=== Records to process ===

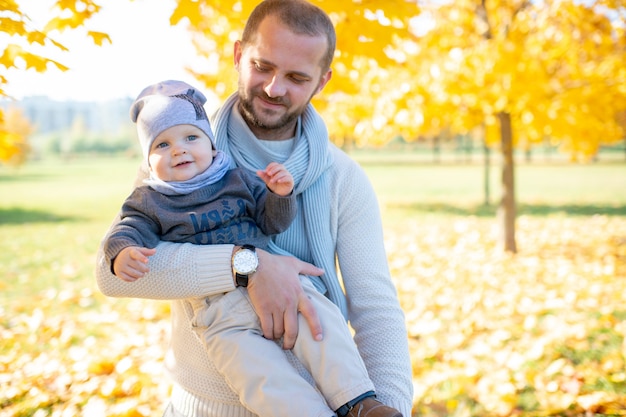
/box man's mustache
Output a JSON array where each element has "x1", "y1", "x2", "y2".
[{"x1": 256, "y1": 91, "x2": 288, "y2": 106}]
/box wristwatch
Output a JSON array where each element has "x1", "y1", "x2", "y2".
[{"x1": 232, "y1": 244, "x2": 258, "y2": 287}]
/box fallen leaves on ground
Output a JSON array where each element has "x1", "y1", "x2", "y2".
[
  {"x1": 386, "y1": 215, "x2": 626, "y2": 417},
  {"x1": 0, "y1": 293, "x2": 171, "y2": 417},
  {"x1": 2, "y1": 215, "x2": 625, "y2": 416}
]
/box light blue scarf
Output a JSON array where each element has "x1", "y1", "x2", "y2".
[
  {"x1": 211, "y1": 93, "x2": 348, "y2": 319},
  {"x1": 144, "y1": 150, "x2": 231, "y2": 196}
]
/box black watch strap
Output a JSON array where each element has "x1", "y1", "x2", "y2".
[{"x1": 235, "y1": 271, "x2": 249, "y2": 287}]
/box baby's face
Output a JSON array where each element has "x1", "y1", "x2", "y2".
[{"x1": 148, "y1": 124, "x2": 215, "y2": 182}]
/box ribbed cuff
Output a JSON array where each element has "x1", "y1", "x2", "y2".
[{"x1": 195, "y1": 244, "x2": 236, "y2": 296}]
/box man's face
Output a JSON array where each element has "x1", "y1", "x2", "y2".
[{"x1": 234, "y1": 15, "x2": 332, "y2": 140}]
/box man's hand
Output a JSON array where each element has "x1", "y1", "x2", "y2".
[
  {"x1": 246, "y1": 248, "x2": 324, "y2": 349},
  {"x1": 113, "y1": 246, "x2": 157, "y2": 282}
]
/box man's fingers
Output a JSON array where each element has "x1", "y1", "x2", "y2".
[
  {"x1": 246, "y1": 251, "x2": 323, "y2": 345},
  {"x1": 259, "y1": 312, "x2": 274, "y2": 340},
  {"x1": 298, "y1": 293, "x2": 323, "y2": 342},
  {"x1": 272, "y1": 312, "x2": 285, "y2": 341},
  {"x1": 282, "y1": 308, "x2": 299, "y2": 350},
  {"x1": 297, "y1": 260, "x2": 324, "y2": 277}
]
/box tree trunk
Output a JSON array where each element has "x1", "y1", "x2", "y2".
[
  {"x1": 483, "y1": 136, "x2": 490, "y2": 206},
  {"x1": 432, "y1": 135, "x2": 440, "y2": 163},
  {"x1": 497, "y1": 111, "x2": 517, "y2": 253}
]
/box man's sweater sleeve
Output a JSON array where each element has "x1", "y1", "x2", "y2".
[
  {"x1": 333, "y1": 151, "x2": 414, "y2": 416},
  {"x1": 97, "y1": 234, "x2": 236, "y2": 300},
  {"x1": 96, "y1": 166, "x2": 236, "y2": 301}
]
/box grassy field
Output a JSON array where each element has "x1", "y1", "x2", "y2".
[
  {"x1": 353, "y1": 151, "x2": 626, "y2": 220},
  {"x1": 1, "y1": 154, "x2": 626, "y2": 416}
]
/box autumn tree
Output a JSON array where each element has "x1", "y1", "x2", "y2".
[
  {"x1": 0, "y1": 0, "x2": 109, "y2": 165},
  {"x1": 385, "y1": 0, "x2": 626, "y2": 252},
  {"x1": 0, "y1": 106, "x2": 31, "y2": 164}
]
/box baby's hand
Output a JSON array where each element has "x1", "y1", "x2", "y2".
[
  {"x1": 257, "y1": 162, "x2": 294, "y2": 197},
  {"x1": 113, "y1": 246, "x2": 157, "y2": 282}
]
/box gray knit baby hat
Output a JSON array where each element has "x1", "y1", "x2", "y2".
[{"x1": 130, "y1": 80, "x2": 215, "y2": 162}]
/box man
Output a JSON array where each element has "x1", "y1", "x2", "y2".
[{"x1": 96, "y1": 1, "x2": 414, "y2": 416}]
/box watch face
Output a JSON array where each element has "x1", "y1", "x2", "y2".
[{"x1": 233, "y1": 249, "x2": 258, "y2": 274}]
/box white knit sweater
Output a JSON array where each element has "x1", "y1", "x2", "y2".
[{"x1": 96, "y1": 145, "x2": 414, "y2": 417}]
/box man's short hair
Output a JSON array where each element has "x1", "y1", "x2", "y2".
[{"x1": 241, "y1": 0, "x2": 336, "y2": 73}]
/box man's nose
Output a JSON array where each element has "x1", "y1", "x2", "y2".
[{"x1": 264, "y1": 75, "x2": 287, "y2": 98}]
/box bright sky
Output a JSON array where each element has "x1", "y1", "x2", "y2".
[{"x1": 6, "y1": 0, "x2": 207, "y2": 102}]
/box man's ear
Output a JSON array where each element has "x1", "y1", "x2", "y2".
[
  {"x1": 234, "y1": 40, "x2": 243, "y2": 70},
  {"x1": 315, "y1": 68, "x2": 332, "y2": 95}
]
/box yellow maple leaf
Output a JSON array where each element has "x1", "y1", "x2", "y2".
[
  {"x1": 0, "y1": 17, "x2": 27, "y2": 36},
  {"x1": 26, "y1": 30, "x2": 47, "y2": 46},
  {"x1": 87, "y1": 31, "x2": 112, "y2": 46},
  {"x1": 0, "y1": 44, "x2": 23, "y2": 69},
  {"x1": 171, "y1": 0, "x2": 204, "y2": 27}
]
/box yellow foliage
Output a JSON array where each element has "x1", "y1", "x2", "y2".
[
  {"x1": 1, "y1": 0, "x2": 624, "y2": 160},
  {"x1": 176, "y1": 0, "x2": 625, "y2": 158},
  {"x1": 397, "y1": 0, "x2": 626, "y2": 159},
  {"x1": 178, "y1": 0, "x2": 420, "y2": 144},
  {"x1": 1, "y1": 44, "x2": 68, "y2": 72},
  {"x1": 45, "y1": 0, "x2": 102, "y2": 31},
  {"x1": 0, "y1": 0, "x2": 108, "y2": 164},
  {"x1": 0, "y1": 107, "x2": 32, "y2": 165},
  {"x1": 88, "y1": 31, "x2": 112, "y2": 46}
]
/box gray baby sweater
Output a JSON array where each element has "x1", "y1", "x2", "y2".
[{"x1": 104, "y1": 167, "x2": 296, "y2": 266}]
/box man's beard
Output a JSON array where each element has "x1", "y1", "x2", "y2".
[{"x1": 238, "y1": 86, "x2": 305, "y2": 133}]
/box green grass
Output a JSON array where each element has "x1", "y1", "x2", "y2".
[
  {"x1": 354, "y1": 154, "x2": 626, "y2": 224},
  {"x1": 1, "y1": 154, "x2": 624, "y2": 300},
  {"x1": 2, "y1": 154, "x2": 624, "y2": 223},
  {"x1": 0, "y1": 157, "x2": 139, "y2": 304},
  {"x1": 0, "y1": 157, "x2": 138, "y2": 223}
]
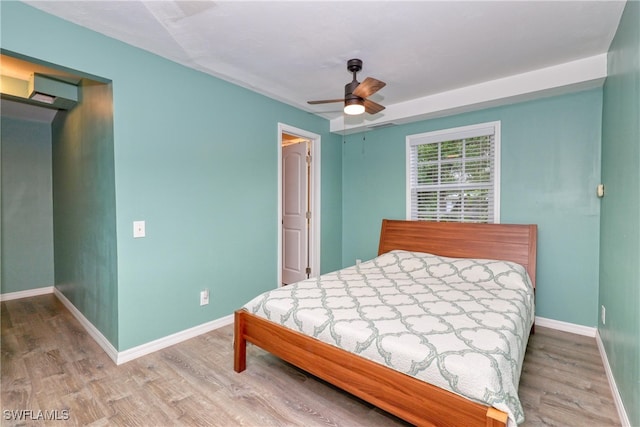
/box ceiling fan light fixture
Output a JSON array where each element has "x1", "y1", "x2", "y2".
[
  {"x1": 344, "y1": 98, "x2": 365, "y2": 115},
  {"x1": 307, "y1": 59, "x2": 385, "y2": 115}
]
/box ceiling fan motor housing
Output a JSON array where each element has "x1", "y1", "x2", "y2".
[
  {"x1": 345, "y1": 58, "x2": 364, "y2": 101},
  {"x1": 345, "y1": 80, "x2": 361, "y2": 99}
]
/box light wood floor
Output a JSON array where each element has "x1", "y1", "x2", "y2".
[{"x1": 1, "y1": 294, "x2": 620, "y2": 426}]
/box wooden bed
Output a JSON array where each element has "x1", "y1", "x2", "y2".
[{"x1": 234, "y1": 219, "x2": 537, "y2": 427}]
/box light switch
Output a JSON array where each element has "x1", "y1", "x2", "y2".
[{"x1": 133, "y1": 220, "x2": 146, "y2": 238}]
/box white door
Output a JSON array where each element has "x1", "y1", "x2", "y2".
[{"x1": 282, "y1": 141, "x2": 308, "y2": 284}]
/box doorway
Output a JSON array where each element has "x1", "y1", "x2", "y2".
[
  {"x1": 278, "y1": 124, "x2": 321, "y2": 286},
  {"x1": 0, "y1": 52, "x2": 118, "y2": 344}
]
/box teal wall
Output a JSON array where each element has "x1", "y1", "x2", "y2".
[
  {"x1": 600, "y1": 0, "x2": 640, "y2": 425},
  {"x1": 342, "y1": 89, "x2": 603, "y2": 328},
  {"x1": 1, "y1": 116, "x2": 54, "y2": 294},
  {"x1": 1, "y1": 2, "x2": 342, "y2": 350},
  {"x1": 7, "y1": 15, "x2": 637, "y2": 426},
  {"x1": 52, "y1": 80, "x2": 119, "y2": 346}
]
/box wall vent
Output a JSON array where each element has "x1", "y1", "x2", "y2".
[{"x1": 368, "y1": 122, "x2": 397, "y2": 130}]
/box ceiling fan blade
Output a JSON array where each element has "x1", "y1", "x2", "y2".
[
  {"x1": 364, "y1": 99, "x2": 385, "y2": 114},
  {"x1": 307, "y1": 98, "x2": 345, "y2": 105},
  {"x1": 353, "y1": 77, "x2": 386, "y2": 98}
]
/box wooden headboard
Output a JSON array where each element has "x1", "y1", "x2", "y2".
[{"x1": 378, "y1": 219, "x2": 537, "y2": 287}]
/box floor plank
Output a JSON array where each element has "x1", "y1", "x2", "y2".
[{"x1": 1, "y1": 295, "x2": 621, "y2": 426}]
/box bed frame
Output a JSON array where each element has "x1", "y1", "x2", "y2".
[{"x1": 235, "y1": 219, "x2": 537, "y2": 427}]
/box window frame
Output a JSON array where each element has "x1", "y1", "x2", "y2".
[{"x1": 405, "y1": 121, "x2": 501, "y2": 223}]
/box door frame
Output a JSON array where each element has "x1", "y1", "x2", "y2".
[{"x1": 277, "y1": 123, "x2": 321, "y2": 287}]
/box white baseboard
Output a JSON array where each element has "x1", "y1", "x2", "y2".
[
  {"x1": 54, "y1": 288, "x2": 120, "y2": 363},
  {"x1": 116, "y1": 314, "x2": 233, "y2": 364},
  {"x1": 535, "y1": 316, "x2": 597, "y2": 337},
  {"x1": 53, "y1": 288, "x2": 233, "y2": 365},
  {"x1": 535, "y1": 316, "x2": 629, "y2": 426},
  {"x1": 596, "y1": 331, "x2": 631, "y2": 427},
  {"x1": 0, "y1": 286, "x2": 54, "y2": 302}
]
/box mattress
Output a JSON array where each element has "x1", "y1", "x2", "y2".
[{"x1": 244, "y1": 250, "x2": 535, "y2": 425}]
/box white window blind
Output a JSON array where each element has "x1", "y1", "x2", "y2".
[{"x1": 406, "y1": 122, "x2": 500, "y2": 223}]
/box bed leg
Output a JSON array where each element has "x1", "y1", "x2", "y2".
[
  {"x1": 234, "y1": 310, "x2": 247, "y2": 373},
  {"x1": 485, "y1": 407, "x2": 508, "y2": 427}
]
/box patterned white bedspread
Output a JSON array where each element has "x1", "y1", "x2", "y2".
[{"x1": 244, "y1": 250, "x2": 535, "y2": 425}]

===

• _What you need to do_
For the entries above, count the lines that contain the string "baby", and state that number without further comment.

• _The answer_
4